INSTRUCTIONS TO FOLLOW:
Only one stretch of the records below should be repeated. It starts with the line containing "positive clicks: (238, 104)" and goes on through the line containing "98L249 75L241 74L230", exactly as written.
====== INPUT FOR THIS TASK
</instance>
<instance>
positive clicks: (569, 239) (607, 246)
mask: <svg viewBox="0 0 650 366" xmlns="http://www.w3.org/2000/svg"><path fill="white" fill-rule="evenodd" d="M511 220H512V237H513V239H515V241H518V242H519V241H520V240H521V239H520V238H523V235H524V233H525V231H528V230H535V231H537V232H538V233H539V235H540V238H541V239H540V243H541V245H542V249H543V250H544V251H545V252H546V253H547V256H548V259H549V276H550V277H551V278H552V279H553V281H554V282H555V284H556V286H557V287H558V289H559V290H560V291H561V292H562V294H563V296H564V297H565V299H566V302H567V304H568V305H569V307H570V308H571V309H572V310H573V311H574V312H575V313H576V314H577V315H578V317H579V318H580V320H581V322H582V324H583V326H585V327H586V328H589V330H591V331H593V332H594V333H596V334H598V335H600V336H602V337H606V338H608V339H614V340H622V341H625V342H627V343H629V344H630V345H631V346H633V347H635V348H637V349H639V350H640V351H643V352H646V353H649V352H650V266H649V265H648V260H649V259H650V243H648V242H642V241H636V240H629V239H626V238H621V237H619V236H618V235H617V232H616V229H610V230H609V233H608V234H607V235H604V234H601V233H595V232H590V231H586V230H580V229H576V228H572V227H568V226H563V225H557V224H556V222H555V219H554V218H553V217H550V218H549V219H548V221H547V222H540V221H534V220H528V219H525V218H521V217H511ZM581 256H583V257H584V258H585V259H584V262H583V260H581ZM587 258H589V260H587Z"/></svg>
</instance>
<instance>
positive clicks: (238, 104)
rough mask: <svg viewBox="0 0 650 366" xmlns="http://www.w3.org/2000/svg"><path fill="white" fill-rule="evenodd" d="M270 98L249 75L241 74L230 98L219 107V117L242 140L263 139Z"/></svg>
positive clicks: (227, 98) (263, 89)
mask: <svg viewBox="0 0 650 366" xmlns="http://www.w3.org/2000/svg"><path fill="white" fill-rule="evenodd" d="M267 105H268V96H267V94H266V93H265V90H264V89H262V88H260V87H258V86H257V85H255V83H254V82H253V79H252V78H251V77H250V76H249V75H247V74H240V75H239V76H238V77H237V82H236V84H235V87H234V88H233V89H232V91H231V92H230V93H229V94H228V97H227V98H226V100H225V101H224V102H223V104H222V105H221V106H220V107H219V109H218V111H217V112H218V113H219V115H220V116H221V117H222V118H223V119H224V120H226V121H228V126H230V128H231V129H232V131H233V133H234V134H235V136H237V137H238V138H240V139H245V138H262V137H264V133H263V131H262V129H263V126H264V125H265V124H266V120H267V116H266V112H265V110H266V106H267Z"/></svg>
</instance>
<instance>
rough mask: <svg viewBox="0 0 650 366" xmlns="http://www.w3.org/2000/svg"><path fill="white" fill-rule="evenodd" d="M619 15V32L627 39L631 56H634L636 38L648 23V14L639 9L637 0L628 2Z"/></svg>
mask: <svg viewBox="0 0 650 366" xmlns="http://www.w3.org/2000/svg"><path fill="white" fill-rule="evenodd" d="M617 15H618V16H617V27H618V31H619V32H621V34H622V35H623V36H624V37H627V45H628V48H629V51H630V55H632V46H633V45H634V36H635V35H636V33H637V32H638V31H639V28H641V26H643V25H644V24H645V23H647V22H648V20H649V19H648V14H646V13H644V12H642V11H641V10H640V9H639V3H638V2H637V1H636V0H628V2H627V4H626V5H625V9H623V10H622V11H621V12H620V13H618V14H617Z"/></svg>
============
ANSWER SPACE:
positive clicks: (238, 104)
rough mask: <svg viewBox="0 0 650 366" xmlns="http://www.w3.org/2000/svg"><path fill="white" fill-rule="evenodd" d="M270 98L249 75L241 74L230 98L219 107V117L242 140L263 139Z"/></svg>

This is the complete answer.